Requirement. Copy the data below, changing each "man's" to "person's" and leaving every other line and character untouched.

================================

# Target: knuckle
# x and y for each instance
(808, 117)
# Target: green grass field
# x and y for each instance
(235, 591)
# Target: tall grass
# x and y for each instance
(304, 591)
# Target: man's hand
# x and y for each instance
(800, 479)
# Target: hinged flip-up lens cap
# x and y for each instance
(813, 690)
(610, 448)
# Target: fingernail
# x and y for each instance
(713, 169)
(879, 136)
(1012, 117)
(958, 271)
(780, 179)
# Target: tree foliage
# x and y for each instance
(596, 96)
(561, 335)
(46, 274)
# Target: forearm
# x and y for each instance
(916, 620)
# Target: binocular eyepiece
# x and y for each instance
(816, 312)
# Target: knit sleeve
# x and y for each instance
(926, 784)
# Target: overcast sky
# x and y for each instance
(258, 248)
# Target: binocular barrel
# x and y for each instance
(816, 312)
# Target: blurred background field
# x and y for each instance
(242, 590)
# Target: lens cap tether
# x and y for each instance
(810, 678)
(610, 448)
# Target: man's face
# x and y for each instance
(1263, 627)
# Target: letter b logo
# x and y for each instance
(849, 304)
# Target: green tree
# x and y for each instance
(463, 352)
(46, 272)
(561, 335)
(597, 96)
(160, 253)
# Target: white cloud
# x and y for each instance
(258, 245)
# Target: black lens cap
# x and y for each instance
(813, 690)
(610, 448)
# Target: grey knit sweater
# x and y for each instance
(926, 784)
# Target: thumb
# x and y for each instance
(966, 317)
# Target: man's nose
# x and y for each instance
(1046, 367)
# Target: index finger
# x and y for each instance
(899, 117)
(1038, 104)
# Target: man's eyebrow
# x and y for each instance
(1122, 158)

================================

Result of the exercise.
# Target: knuckle
# x and y for each instance
(808, 117)
# Target: green grass field
# x and y for each instance
(235, 591)
# Target: tall grass
# x and y for each instance
(304, 591)
# Target: person's hand
# x and y for each instance
(800, 479)
# Target: hinged flip-up lens cap
# x and y for each instance
(813, 690)
(610, 448)
# Target: fingernail
# x and y for each instance
(713, 169)
(879, 136)
(1012, 117)
(958, 271)
(780, 179)
# Target: tree foliage
# x and y for each instance
(596, 96)
(561, 335)
(46, 274)
# Target: forearm
# x and y for each instance
(916, 620)
# Target: binocular eyepiece
# x and y for each instance
(816, 312)
# Target: knit sleeve
# x and y for each instance
(926, 784)
# Target: overcast sky
# x and y for each instance
(258, 248)
# Target: binocular barrel
# x and y for each instance
(816, 312)
# Target: blurred background field
# x and y for each instance
(242, 590)
# Target: lens cap tether
# x and y for each instance
(810, 678)
(610, 448)
# Target: person's face
# x and y for each instance
(1263, 627)
# Target: letter b logo
# x and y for each instance
(849, 304)
# Target: green tree
# x and y for each instance
(463, 352)
(46, 272)
(561, 335)
(597, 96)
(160, 253)
# Target: white cloud
# x and y for each instance
(258, 245)
# Target: black lens cap
# x and y for each instance
(813, 690)
(610, 448)
# Target: grey knit sweater
# x and y for each instance
(926, 784)
# Target: thumb
# x and y for each instance
(966, 317)
# Target: person's nose
# x and y for each instance
(1046, 367)
# Target: index finger
# x and y for each instance
(899, 117)
(1038, 104)
# Target: person's eyebrow
# x and y for each instance
(1122, 158)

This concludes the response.